Top of PAGE EXTRACT

Attacker 'Footprints' Revealed With Mandiant Tool
Researchers simplify the process of physical memory analysis in forensics investigations.
August 11, 2011
Black Hat
Researchers have devised a new more efficient way to glean attacker information from a machine's physical memory, which often contains valuable bits of information that can help get to the bottom of a breach investigation case.
Jamie Butler and Justin Murdock, both researchers from Mandiant, presented their new technique for memory analysis last week at Black Hat USA, a UBM TechWeb event in Las Vegas. Their approach solves an age-old problem in forensics--being able to rapidly assess an infected machine or group of machines within the victim organization.
"Memory analysis is critical when trying to triage an infected host. Instead of looking for the attacker in 250 GB of hard drive space, an incident responder can focus on the 4 GB of RAM where the intruder is executing," said Butler, who is director of research and development for Mandiant.
"We do a pretty good job at getting that data now. But we have done research and submitted techniques to get more of that data in memory," he said.

Bottom of PAGE EXTRACT

THINGS TO DO:
1. Name every person and every company mentioned in the article on the Mandiant memory-analysis tool.
2. Continue the article on the Mandiant memory-analysis technique from its last sentence.
The lines after this article are not needed.

Top of EXTRACTED DATA

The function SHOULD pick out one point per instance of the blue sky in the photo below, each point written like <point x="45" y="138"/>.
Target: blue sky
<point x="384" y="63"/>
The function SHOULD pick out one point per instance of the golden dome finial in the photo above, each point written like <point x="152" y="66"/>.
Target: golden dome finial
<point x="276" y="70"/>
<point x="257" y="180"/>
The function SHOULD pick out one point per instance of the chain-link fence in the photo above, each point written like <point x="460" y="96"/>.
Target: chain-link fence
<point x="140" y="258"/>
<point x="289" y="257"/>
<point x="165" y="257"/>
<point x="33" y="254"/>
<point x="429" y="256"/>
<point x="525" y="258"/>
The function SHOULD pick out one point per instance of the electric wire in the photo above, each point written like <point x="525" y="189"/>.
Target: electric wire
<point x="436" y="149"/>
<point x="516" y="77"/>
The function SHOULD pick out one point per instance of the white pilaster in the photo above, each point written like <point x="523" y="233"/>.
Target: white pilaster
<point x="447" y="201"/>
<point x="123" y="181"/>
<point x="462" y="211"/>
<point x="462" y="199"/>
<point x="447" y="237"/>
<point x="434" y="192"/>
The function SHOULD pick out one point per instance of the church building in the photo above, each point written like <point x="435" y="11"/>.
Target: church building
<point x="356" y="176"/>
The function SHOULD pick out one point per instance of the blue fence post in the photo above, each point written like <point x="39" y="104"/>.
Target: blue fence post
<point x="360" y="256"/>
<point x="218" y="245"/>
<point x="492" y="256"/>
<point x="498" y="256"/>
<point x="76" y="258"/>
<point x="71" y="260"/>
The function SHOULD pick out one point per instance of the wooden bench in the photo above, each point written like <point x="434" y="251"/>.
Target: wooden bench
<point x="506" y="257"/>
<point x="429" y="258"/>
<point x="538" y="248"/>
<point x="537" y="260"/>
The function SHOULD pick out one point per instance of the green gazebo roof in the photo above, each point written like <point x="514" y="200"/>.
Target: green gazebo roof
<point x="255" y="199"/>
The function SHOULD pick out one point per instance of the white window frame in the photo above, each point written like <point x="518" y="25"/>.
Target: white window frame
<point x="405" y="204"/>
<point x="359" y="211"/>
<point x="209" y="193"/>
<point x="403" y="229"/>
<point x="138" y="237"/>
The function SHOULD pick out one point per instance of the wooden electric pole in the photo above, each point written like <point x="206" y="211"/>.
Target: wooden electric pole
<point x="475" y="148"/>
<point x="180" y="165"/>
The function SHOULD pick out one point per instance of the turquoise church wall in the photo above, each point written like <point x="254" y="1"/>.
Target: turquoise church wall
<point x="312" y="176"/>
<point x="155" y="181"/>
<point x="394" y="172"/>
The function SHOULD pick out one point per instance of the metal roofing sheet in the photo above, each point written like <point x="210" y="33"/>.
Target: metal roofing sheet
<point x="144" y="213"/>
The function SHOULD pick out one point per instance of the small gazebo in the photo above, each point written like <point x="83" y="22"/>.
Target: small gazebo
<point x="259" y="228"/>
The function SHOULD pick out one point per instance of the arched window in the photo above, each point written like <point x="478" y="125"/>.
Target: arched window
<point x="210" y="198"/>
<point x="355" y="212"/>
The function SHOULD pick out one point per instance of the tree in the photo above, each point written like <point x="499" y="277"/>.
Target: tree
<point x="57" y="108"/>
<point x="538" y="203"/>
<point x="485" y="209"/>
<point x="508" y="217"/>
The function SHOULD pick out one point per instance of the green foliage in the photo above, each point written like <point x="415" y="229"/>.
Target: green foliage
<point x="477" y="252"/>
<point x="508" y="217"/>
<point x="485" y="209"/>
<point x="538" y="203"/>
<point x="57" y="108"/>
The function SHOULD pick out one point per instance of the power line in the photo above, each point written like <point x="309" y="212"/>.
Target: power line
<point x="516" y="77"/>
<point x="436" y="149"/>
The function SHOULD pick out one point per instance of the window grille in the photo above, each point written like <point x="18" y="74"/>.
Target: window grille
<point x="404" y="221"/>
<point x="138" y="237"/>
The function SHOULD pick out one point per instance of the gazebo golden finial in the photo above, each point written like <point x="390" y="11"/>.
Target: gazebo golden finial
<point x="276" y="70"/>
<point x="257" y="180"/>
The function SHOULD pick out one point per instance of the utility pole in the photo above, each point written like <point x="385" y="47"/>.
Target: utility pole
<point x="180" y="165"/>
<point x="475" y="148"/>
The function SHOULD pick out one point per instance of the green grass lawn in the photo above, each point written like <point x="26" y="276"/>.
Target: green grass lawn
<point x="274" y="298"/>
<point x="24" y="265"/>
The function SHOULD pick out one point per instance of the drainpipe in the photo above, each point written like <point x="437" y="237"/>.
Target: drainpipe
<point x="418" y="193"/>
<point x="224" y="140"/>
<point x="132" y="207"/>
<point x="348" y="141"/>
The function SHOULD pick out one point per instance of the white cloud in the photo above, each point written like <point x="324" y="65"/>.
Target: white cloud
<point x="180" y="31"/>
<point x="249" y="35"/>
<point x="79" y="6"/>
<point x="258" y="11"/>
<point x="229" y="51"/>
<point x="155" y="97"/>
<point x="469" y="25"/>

Bottom of EXTRACTED DATA

EXPECTED RESPONSES:
1. Jamie Butler, Justin Murdock, Mandiant, UBM TechWeb

2.
There still are hundreds of processes and thousands of DLLs and executables to analyze, he said.
"If you're trying to pull processes out of memory to disassemble and send to the malware team, you can do that a lot better with this system so that more of the binary comes out of memory, and when you lot it into the disassembler, you get a lot better data and results ... You can find interesting things for Microsoft Word files [there]," he said. "So it makes the malware analyst's job more productive."
So the researchers use what they coined as "MemD5" hashing, as well as whitelisting, to consolidate and pare down the list of malicious items to a more manageable number.